**Required action:**
Please return every line in the following data that includes the string "girl".

Top of Records provided

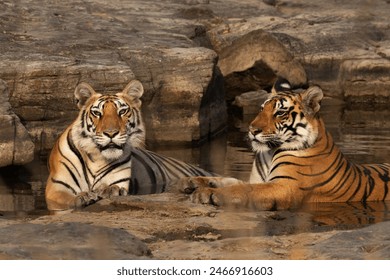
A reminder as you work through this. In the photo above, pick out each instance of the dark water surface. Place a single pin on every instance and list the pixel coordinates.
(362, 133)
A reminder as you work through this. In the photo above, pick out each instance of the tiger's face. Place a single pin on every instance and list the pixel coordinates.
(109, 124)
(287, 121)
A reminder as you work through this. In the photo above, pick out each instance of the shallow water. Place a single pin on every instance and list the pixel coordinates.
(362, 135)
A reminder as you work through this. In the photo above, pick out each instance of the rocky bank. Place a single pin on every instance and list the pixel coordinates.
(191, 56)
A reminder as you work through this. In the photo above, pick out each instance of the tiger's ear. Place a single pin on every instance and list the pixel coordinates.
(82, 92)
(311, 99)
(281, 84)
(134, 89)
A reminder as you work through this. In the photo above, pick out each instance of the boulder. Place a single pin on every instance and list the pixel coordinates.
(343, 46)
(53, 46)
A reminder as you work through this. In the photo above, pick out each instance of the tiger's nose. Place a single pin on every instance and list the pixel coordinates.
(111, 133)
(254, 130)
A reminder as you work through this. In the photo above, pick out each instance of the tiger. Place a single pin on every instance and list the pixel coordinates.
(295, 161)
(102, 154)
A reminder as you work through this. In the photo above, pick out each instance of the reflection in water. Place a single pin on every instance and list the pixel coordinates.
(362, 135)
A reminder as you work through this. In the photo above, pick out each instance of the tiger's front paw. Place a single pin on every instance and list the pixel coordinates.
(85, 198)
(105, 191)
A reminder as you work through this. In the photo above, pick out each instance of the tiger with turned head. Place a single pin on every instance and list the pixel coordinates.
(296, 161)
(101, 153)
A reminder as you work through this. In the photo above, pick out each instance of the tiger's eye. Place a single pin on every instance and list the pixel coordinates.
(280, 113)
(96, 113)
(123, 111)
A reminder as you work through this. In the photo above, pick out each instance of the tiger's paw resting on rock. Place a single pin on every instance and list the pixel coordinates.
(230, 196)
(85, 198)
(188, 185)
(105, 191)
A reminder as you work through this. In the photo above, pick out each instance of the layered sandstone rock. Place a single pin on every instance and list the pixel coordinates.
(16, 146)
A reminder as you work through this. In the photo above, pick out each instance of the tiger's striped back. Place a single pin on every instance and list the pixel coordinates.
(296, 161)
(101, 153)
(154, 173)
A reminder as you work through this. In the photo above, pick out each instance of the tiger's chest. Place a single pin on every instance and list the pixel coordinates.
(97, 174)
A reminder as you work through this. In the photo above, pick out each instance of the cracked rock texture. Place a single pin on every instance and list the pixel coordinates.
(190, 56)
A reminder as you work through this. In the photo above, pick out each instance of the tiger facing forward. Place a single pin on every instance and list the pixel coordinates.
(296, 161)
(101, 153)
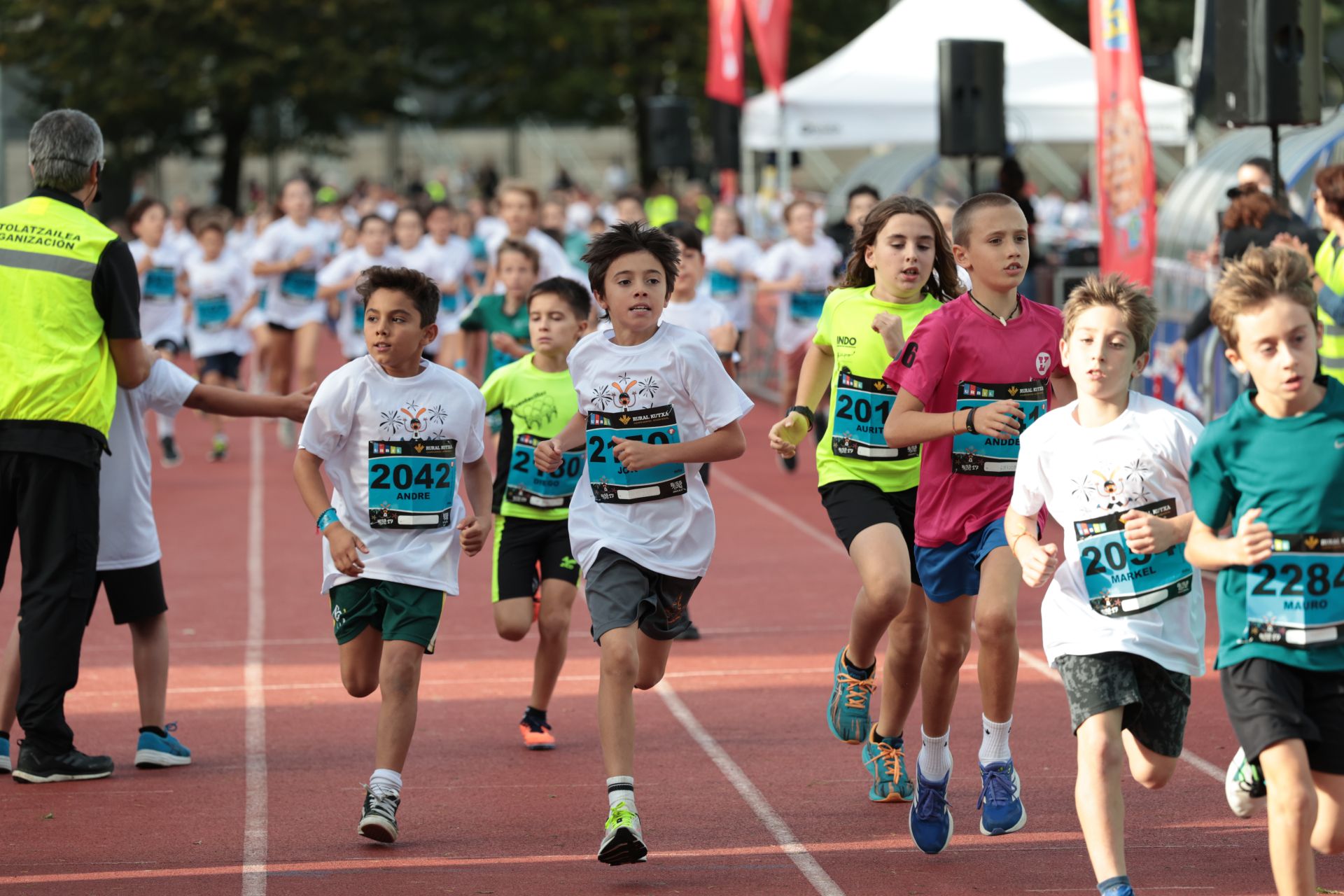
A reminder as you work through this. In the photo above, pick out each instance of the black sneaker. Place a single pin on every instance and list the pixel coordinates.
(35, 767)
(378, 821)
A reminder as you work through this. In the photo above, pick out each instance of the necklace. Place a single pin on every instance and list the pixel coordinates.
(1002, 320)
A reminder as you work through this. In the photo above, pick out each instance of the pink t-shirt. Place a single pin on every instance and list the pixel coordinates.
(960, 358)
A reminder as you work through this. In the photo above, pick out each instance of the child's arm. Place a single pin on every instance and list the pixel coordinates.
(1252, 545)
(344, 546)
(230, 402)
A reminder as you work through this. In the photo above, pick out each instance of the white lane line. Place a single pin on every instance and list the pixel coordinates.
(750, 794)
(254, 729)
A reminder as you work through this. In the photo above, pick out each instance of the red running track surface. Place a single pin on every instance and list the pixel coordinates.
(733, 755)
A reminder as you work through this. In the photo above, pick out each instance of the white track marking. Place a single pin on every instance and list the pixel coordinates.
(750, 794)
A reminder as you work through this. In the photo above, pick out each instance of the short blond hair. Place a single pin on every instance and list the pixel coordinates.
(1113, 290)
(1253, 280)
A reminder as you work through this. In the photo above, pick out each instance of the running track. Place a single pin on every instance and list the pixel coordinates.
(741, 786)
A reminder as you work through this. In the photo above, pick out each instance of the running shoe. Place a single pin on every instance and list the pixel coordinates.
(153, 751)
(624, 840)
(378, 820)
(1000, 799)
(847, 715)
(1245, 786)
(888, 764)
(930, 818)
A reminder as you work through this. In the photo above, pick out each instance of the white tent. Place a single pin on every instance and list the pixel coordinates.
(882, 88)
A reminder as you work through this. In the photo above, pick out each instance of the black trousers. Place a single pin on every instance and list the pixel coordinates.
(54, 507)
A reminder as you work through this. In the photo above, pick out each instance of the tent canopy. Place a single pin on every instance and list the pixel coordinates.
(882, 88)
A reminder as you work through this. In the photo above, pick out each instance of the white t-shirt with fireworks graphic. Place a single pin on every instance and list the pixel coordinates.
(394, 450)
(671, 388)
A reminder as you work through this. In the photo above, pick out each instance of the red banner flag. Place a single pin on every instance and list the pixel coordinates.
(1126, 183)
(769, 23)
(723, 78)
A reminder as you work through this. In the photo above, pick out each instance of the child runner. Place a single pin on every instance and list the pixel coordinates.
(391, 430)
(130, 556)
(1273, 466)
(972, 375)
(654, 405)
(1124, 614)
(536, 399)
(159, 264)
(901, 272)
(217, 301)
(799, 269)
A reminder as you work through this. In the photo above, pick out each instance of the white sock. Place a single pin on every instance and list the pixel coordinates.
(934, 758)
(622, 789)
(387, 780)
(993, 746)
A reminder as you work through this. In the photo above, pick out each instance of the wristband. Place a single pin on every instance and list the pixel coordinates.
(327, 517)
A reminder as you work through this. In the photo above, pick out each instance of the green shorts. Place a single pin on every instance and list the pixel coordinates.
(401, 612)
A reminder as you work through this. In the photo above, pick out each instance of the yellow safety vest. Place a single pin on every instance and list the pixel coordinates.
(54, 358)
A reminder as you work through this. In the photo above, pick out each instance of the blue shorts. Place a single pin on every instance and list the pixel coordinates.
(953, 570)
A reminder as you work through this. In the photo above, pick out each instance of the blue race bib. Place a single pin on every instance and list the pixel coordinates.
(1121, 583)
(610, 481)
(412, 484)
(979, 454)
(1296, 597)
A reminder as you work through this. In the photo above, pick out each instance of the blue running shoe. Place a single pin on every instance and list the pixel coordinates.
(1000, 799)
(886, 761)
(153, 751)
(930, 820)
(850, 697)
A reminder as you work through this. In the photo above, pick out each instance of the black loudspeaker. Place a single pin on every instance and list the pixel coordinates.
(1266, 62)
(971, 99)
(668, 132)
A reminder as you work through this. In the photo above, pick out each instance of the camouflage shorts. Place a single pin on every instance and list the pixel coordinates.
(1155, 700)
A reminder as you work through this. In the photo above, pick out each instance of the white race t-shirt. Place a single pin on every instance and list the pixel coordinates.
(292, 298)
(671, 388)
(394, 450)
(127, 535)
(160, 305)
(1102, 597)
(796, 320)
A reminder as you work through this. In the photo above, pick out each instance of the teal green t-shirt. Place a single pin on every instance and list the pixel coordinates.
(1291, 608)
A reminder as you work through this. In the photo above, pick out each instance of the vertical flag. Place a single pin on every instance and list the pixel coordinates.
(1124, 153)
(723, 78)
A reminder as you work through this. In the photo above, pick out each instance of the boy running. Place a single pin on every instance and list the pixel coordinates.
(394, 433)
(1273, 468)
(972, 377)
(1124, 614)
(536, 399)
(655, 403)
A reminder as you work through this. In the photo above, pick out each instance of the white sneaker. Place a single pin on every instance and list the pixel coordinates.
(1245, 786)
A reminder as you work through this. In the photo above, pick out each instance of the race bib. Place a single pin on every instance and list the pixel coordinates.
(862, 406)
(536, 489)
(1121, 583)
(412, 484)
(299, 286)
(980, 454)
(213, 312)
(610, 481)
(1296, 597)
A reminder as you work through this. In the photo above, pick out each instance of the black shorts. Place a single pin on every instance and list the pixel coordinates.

Bottom of Records provided
Top of Records provided

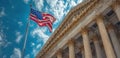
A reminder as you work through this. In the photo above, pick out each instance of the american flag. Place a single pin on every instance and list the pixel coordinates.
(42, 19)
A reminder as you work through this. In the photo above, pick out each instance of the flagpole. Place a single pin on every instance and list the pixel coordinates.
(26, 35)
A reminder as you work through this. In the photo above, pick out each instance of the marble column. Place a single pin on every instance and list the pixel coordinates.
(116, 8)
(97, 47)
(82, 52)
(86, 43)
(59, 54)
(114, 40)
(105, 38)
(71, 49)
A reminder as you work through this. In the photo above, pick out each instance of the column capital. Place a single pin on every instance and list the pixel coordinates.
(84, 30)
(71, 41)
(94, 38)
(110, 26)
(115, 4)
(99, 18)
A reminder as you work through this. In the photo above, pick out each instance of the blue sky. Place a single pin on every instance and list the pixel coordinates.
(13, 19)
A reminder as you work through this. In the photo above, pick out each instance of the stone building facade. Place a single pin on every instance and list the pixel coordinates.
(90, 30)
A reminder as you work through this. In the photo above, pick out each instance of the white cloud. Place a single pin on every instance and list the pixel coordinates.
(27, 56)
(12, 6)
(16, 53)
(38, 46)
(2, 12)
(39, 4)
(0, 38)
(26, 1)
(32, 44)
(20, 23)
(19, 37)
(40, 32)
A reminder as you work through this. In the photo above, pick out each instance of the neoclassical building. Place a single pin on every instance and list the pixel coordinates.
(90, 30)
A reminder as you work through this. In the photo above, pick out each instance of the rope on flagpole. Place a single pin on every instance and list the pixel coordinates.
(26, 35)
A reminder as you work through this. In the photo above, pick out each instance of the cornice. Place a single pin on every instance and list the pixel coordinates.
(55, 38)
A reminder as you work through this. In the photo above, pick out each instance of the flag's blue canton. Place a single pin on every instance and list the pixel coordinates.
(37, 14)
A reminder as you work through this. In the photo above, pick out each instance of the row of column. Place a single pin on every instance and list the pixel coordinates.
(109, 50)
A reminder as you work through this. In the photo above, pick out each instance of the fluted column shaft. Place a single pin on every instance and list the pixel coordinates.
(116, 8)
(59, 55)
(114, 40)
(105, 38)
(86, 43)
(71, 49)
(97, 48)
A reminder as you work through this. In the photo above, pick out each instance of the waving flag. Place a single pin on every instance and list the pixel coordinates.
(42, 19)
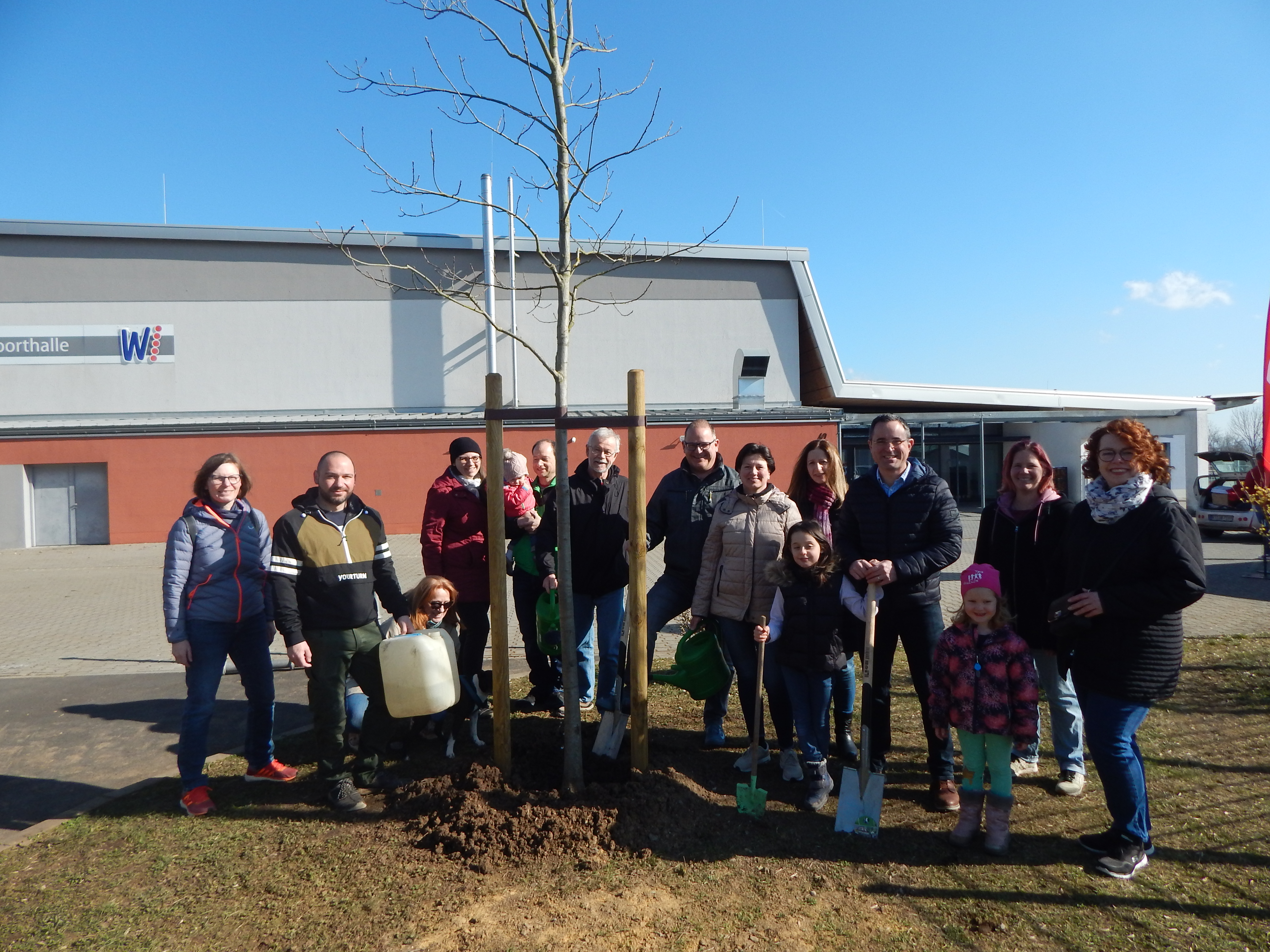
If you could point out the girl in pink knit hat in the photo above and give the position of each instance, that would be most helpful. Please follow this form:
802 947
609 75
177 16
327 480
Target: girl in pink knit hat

Bottom of Records provided

**Result below:**
If you could point out the girl in pink knit hat in the photo above and give the position of each instance, that would be most helpful. Please follow this form:
Target: girl in pink knit hat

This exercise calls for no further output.